• Given passage:
Understanding the Results

Code
# Extract components
t = result['t']      # Time array
x = result['x']      # State trajectory (T, 3)

# Final state
print(f"\nFinal state at t = {t[-1]:.1f}:")
print(f"  C_A = {x[-1, 0]:.4f} mol/L")
print(f"  C_B = {x[-1, 1]:.4f} mol/L")
print(f"  T   = {x[-1, 2]:.2f} K")

# Check equilibrium approach
x_eq, u_eq = reactor.get_equilibrium('complete')
print(f"\nTarget equilibrium (complete conversion):")
print(f"  C_A = {x_eq[0]:.4f} mol/L")
print(f"  C_B = {x_eq[1]:.4f} mol/L")
print(f"  T   = {x_eq[2]:.2f} K")

Final state at t = 50.0:
  C_A = 0.3091 mol/L
  C_B = 0.5209 mol/L
  T   = 300.15 K

Target equilibrium (complete conversion):
  C_A = 0.0000 mol/L
  C_B = 0.0000 mol/L
  T   = 300.00 K

The system approaches the complete conversion equilibrium, but fluctuations persist due to noise.

• Information provided:
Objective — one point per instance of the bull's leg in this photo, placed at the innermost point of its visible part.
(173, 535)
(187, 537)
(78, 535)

• To do:
1: Answer these questions from the reactor results excerpt:
(a) What temperature does the printed final state report at t = 50.0?
(b) Which string argument does the code pass to reactor.get_equilibrium?
(c) According to the closing sentence, what persists due to noise?
2: Summarize the reactor results excerpt in two sentences.
3: Write the next part of the reactor results walkthrough, picking up after its final sentence.
The listing is not needed for what follows.

• Answers below:
1:
(a) 300.15 K
(b) 'complete'
(c) Fluctuations

2: The code pulls the time array and the state trajectory out of the result, prints the final state, and then prints the target equilibrium for complete conversion obtained from reactor.get_equilibrium('complete'). At t = 50.0 the final state is C_A = 0.3091 mol/L, C_B = 0.5209 mol/L and T = 300.15 K, while the target is 0.0000 mol/L for both concentrations and 300.00 K, and the text states that the system approaches this equilibrium but fluctuations persist due to noise.

3:
Time Series Visualization

Now let’s visualize the trajectory evolution.

Basic Trajectory Plot

Code
# Plot all three states
fig = reactor.plotter.plot_trajectory(
    t=t,
    x=x,
    state_names=['C_A (mol/L)', 'C_B (mol/L)', 'T (K)'],
    title='Stochastic Batch Reactor: Single Trajectory',
    theme='default'
)
fig.show()

Observations:

  • \(C_A\) decays exponentially (reactant consumed)
  • \(C_B\) rises then falls (intermediate product)
  • \(T\) relaxes to ambient temperature
  • Noise causes persistent fluctuations around deterministic trend

Customizing the Visualization

Code
# Publication-quality plot
fig = reactor.plotter.plot_trajectory(
    t=t,
    x=x,
    state_names=['Reactant A', 'Intermediate B', 'Temperature'],
    title='Batch Reactor Dynamics (Single Realization)',
    theme='publication',
    color_scheme='colorblind_safe'
)
fig.show()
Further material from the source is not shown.